# Aim
Write down every year that the text on the Jesuits in New France below mentions, in the order they appear.

After the collapse of the Huron tribe, the Jesuits were to undertake the task of converting the Iroquois natives themselves. In 1642, previous Jesuits attempted to convert the Iroquois but had little success. The Jesuits risked their own lives and well being for the sake of this Iroquois mission. In 1653 the Iroquois nation had a fall out with the Dutch. They then signed a peace treaty with the French and a mission was established. The Iroquois took the treaty very lightly and soon turned on the French again. In 1658, the Jesuits were having very little success and were under constant threat of being tortured or killed. The Jesuits continued to struggle with the Iroquois until 1687 when they abandoned their permanent posts in the Iroquois homeland.

By 1700 Jesuits began to only maintain their old posts instead of trying to establish new ones beyond Quebec, Montreal and Ottawa. During the Seven Years' War, Quebec fell to the English in 1759 and New France was under British control. The English barred the immigration of more Jesuits to New France. By 1763 there were only twenty-one Jesuits that were still stationed in New France. By 1773 only eleven Jesuits remained. During the same year the English crown laid claim to its property in Canada and declared that the Society of Jesus in New France was dissolved.

# Supplied material
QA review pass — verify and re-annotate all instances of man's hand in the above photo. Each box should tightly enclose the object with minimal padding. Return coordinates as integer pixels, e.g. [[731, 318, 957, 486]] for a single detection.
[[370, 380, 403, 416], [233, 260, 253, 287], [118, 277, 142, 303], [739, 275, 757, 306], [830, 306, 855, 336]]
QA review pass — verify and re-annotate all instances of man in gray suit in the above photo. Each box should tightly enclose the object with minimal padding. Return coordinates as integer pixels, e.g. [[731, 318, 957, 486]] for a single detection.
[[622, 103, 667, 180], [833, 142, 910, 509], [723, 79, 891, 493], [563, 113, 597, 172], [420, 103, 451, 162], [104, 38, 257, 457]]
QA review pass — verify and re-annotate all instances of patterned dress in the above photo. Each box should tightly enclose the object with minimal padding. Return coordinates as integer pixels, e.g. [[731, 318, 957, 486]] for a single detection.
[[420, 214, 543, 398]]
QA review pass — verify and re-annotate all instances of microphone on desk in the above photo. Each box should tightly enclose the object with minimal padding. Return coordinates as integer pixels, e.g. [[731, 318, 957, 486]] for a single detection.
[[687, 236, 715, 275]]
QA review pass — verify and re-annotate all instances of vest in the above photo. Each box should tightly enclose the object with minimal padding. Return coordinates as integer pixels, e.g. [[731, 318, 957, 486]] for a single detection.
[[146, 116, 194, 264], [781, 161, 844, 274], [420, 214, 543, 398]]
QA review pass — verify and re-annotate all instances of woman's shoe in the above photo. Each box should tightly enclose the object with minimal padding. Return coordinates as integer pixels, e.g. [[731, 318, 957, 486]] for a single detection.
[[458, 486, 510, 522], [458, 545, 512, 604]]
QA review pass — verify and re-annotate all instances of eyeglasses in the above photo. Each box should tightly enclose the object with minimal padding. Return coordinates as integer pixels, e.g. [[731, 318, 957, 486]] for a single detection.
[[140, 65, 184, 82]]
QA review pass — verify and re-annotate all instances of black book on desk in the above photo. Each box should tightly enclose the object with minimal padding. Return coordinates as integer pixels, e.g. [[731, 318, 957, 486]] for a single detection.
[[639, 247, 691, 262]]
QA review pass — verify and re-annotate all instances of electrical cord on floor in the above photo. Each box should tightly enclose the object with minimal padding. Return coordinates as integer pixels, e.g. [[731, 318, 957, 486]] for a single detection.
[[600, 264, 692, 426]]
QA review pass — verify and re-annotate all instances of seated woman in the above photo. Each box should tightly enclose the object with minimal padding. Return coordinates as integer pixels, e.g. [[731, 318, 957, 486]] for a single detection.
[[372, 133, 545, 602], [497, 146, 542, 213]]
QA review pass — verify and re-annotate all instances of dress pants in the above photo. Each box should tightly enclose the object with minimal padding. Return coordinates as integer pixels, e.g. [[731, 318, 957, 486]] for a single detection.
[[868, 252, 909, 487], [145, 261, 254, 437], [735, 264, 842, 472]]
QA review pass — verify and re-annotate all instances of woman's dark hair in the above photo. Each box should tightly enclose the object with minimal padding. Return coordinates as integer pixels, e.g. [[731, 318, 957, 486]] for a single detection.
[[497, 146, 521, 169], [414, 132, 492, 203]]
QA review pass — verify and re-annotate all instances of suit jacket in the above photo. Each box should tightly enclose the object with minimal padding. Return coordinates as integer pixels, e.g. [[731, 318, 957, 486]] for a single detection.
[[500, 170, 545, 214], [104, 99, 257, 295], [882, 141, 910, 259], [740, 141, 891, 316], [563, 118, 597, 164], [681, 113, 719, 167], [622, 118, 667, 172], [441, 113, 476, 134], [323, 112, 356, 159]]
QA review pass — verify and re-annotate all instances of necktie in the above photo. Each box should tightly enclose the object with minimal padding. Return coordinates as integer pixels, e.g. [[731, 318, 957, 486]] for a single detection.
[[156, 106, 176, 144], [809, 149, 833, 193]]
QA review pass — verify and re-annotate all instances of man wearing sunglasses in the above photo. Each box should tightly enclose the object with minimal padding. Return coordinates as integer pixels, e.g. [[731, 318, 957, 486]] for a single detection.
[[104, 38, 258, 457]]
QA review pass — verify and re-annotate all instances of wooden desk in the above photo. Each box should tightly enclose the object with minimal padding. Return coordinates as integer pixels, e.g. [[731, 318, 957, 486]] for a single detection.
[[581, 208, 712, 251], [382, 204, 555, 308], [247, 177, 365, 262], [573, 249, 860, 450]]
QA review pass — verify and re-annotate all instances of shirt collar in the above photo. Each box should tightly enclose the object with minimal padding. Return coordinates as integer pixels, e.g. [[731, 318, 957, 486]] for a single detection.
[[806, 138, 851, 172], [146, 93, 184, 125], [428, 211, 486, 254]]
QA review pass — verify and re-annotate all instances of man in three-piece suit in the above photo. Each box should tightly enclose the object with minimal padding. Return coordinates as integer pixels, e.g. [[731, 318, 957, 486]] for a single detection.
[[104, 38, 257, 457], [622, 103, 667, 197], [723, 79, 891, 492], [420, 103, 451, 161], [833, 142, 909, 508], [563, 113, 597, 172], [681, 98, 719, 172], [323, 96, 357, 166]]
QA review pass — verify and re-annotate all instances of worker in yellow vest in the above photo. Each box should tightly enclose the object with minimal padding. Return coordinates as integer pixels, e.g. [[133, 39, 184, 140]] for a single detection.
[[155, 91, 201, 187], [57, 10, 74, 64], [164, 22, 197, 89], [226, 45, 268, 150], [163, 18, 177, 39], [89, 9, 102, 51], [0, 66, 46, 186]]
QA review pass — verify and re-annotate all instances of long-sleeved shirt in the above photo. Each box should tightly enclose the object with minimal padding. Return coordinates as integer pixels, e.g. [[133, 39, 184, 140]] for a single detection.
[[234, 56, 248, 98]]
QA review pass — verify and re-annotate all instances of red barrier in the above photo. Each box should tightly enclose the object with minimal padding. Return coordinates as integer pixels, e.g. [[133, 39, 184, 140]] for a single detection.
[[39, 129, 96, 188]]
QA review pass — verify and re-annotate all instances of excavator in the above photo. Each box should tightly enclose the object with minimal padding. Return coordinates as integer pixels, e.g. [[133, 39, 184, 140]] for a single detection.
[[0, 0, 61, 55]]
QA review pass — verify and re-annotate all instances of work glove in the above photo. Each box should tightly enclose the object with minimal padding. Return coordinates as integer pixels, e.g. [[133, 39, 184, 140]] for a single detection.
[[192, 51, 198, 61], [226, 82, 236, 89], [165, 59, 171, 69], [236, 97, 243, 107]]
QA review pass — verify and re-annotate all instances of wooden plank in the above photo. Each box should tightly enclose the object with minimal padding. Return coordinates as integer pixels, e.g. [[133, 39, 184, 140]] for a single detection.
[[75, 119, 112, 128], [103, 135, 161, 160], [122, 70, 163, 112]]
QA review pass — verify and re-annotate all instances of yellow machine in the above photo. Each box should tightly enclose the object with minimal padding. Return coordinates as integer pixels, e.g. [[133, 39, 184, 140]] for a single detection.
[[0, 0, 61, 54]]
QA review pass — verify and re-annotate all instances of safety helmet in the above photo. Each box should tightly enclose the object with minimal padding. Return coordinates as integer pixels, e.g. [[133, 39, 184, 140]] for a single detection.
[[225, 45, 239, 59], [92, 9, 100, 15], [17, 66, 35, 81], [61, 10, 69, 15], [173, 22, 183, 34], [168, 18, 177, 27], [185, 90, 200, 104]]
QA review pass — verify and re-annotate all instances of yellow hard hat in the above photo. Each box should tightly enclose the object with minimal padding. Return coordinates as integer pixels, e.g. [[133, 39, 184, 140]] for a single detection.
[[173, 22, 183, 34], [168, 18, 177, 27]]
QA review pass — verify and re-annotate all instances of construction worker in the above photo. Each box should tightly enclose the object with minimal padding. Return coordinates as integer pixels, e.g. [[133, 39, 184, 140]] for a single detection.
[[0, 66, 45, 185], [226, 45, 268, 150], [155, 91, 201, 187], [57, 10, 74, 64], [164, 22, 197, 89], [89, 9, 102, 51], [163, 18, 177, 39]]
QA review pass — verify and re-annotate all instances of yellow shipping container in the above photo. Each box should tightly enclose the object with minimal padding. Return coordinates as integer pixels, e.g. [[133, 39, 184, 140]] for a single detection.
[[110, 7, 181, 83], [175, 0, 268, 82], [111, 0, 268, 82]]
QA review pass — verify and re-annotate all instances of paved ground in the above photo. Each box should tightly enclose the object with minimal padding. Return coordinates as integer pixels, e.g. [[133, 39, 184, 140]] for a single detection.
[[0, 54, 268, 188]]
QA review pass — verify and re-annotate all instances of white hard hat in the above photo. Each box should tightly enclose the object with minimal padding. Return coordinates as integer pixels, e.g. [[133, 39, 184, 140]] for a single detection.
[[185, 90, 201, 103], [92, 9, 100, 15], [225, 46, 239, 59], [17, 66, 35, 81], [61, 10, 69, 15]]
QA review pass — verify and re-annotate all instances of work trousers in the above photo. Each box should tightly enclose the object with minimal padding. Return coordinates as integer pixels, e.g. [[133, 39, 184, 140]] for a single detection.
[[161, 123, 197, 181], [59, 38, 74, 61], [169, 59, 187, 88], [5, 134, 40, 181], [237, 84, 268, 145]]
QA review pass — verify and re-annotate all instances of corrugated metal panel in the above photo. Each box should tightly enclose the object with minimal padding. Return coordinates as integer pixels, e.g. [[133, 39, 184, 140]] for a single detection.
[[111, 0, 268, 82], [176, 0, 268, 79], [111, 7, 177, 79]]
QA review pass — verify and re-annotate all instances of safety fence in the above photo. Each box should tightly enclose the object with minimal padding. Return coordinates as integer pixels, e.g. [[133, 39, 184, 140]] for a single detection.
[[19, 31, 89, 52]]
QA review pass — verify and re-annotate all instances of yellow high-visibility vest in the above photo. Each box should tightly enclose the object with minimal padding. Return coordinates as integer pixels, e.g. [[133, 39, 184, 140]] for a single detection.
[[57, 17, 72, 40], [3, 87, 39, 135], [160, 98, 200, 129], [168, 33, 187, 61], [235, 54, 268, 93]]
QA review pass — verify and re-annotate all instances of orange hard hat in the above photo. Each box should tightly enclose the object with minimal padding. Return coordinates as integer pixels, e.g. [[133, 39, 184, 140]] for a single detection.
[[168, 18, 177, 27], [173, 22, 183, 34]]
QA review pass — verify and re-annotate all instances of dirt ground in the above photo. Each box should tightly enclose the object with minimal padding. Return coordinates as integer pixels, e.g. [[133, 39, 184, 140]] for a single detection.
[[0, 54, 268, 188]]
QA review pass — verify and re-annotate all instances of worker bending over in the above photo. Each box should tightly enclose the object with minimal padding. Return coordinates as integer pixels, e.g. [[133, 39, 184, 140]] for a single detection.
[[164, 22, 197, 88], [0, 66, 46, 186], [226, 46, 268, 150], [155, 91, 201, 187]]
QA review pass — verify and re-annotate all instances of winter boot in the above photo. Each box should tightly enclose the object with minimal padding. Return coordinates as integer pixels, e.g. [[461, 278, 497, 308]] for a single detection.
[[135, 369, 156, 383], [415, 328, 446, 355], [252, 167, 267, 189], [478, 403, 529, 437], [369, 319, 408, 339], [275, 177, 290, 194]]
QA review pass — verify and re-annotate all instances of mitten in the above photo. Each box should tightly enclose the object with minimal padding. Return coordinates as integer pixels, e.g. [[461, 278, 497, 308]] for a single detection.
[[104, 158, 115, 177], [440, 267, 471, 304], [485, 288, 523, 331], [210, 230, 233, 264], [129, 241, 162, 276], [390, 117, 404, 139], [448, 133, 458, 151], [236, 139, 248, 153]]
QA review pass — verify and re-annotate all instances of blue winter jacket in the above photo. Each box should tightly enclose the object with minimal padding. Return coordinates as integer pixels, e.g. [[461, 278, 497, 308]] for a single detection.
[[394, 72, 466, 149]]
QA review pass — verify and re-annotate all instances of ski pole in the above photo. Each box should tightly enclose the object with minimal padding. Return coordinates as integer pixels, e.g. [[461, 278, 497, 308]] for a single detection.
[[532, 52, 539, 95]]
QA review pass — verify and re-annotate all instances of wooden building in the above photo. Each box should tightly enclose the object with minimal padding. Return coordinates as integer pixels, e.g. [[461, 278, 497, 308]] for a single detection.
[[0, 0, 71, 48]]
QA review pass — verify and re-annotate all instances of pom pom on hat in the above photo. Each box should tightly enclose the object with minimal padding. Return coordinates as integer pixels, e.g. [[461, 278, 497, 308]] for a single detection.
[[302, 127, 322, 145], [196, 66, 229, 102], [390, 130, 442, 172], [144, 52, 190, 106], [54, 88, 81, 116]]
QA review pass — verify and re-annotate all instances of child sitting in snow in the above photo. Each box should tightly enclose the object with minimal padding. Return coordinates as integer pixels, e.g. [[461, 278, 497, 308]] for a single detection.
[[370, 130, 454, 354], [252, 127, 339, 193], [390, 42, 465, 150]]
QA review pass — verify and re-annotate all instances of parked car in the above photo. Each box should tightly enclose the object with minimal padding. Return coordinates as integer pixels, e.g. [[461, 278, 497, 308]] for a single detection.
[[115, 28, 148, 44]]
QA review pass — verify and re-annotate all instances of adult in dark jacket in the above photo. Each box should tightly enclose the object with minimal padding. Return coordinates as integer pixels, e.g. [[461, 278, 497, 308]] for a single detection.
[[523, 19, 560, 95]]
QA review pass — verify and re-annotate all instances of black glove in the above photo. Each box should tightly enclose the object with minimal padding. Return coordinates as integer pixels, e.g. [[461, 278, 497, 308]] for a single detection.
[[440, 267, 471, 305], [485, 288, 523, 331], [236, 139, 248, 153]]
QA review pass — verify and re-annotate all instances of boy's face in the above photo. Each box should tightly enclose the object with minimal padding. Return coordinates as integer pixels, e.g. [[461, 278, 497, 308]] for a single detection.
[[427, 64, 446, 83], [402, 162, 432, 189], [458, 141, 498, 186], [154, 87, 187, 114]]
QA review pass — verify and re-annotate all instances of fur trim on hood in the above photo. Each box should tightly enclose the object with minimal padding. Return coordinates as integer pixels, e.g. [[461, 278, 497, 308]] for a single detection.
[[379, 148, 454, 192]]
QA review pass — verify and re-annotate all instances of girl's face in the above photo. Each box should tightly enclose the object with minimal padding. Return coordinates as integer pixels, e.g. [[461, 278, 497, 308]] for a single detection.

# The reply
1642, 1653, 1658, 1687, 1700, 1759, 1763, 1773